__Text under study__:
════════

Kryscio and colleagues studied the records of 531 individuals with an average age of 73 enrolled in the Biologically Resilient Adults in Neurological Studies who underwent annual cognitive assessments for an average of 10 years. Before each exam, participants were asked if they had noticed any changes in their memory since their last visit. More than half (55.7 percent) of the participants noted a change in memory during the course of the study.
Those who had noticed changes were almost twice as likely to be diagnosed with MCI or dementia in follow-up visits as those who had not. Initial memory complaints occurred an average of six years before dementia diagnosis and nine years before a diagnosis of MCI.
Self-reported memory changes were associated with a family history of dementia, female gender, estrogen use and being overweight. The researchers found that family history of dementia was associated with an increased risk of MCI, while smoking was associated with a decreased time to MCI diagnosis from nine to six years. Women who used estrogen had an increased risk of dementia, although estrogen was associated with an increased time to dementia diagnosis from six to 15 years.

════════

__Records provided__:
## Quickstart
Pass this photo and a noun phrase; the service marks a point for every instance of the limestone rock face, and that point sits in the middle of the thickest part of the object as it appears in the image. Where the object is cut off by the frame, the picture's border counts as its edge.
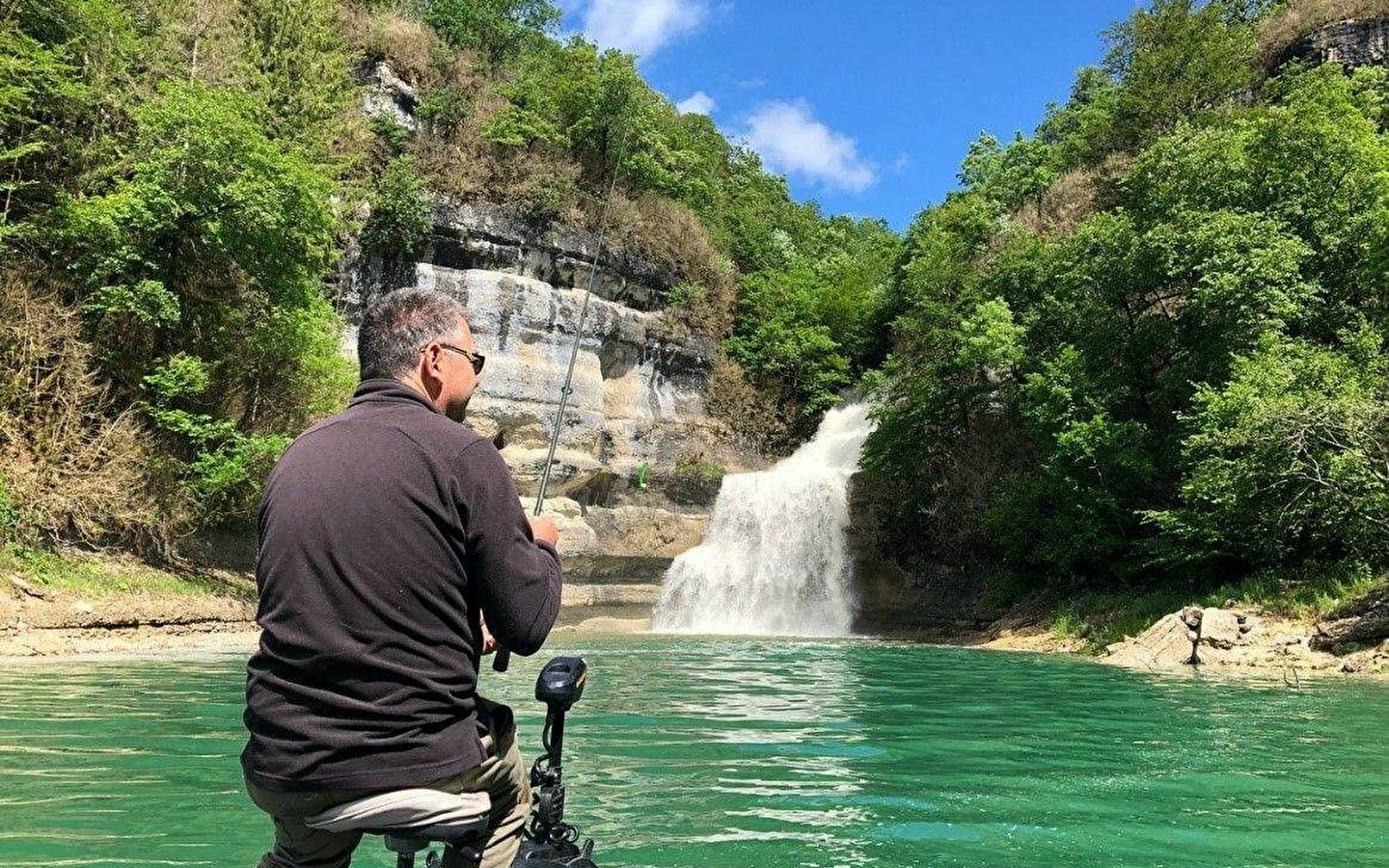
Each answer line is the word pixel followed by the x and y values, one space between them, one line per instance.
pixel 388 95
pixel 1350 43
pixel 638 393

════════

__Problem details__: Please summarize the text above on self-reported memory changes in two sentences.

__Exercise answer__: In a study of 531 people with an average age of 73 who had annual cognitive assessments for an average of 10 years, those who noticed memory changes were almost twice as likely to be diagnosed later with MCI or dementia, and their first complaints came on average six years before a dementia diagnosis and nine years before an MCI diagnosis. Self-reported memory changes were associated with a family history of dementia, female gender, estrogen use and being overweight, and family history, smoking and estrogen use were also linked to the risk or timing of an MCI or dementia diagnosis.